EXERCISE> Rewrite the rows below as a Markdown table with two columns, "No." for the row number and "Text" for the line, leaving out any blank lines.

'''

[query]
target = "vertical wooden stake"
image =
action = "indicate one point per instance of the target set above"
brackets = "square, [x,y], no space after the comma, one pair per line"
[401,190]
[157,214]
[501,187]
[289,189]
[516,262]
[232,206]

'''

TASK SOLUTION>
| No. | Text |
|---|---|
| 1 | [query] |
| 2 | target = "vertical wooden stake" |
| 3 | image = |
| 4 | action = "indicate one point per instance of the target set above" |
| 5 | brackets = "square, [x,y], no space after the comma, one pair per line" |
| 6 | [401,190] |
| 7 | [157,214] |
| 8 | [501,187] |
| 9 | [289,189] |
| 10 | [516,262] |
| 11 | [232,206] |